Scale the rows from the line containing "Mark the hazy" through the last row, both included, and give only those lines again, requests and all. Multiply each point coordinate in the answers by 0.3 and round it to a whole number, with halves going up.

=== SUPPLIED RECORDS ===

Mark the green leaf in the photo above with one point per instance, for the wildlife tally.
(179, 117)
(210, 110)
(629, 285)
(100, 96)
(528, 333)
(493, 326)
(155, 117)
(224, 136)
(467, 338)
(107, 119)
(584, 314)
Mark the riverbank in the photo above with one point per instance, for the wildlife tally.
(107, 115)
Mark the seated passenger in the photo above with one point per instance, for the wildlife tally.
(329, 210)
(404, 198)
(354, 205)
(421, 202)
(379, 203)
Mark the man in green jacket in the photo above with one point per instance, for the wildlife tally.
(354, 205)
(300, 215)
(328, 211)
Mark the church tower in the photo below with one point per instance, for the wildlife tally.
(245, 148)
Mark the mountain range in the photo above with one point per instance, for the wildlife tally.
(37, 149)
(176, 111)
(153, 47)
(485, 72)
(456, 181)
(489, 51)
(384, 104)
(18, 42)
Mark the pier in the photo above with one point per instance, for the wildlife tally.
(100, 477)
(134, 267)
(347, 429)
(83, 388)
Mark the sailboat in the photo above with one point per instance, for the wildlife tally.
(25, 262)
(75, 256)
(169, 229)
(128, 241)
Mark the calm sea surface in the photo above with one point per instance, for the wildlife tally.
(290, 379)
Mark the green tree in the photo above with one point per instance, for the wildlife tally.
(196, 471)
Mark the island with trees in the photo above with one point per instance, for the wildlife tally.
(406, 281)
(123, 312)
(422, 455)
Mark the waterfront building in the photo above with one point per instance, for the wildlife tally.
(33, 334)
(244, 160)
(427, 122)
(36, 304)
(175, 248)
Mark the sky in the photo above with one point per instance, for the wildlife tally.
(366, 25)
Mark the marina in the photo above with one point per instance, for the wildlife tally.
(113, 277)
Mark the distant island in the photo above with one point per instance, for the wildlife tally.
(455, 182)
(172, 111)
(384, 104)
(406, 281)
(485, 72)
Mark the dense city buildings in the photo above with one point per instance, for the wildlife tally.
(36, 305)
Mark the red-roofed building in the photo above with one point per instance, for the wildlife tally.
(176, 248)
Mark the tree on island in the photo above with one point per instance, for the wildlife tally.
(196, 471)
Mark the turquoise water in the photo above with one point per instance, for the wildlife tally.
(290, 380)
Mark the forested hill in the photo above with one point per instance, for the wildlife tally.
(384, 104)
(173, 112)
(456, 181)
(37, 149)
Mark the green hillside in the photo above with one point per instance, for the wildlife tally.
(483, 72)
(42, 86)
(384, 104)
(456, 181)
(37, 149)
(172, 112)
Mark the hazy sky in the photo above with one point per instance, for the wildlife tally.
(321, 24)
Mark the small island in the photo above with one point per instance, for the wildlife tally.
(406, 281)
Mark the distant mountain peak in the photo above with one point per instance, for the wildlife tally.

===

* FINISHED TASK
Mark the hazy sky in the photo above with one point per instance, for the wildlife tally.
(96, 7)
Mark the small island in the photo above with one point per instance, for the wildlife tally.
(122, 84)
Mark the distant mountain peak in the photo above with one point per instance, for the wildlife tally.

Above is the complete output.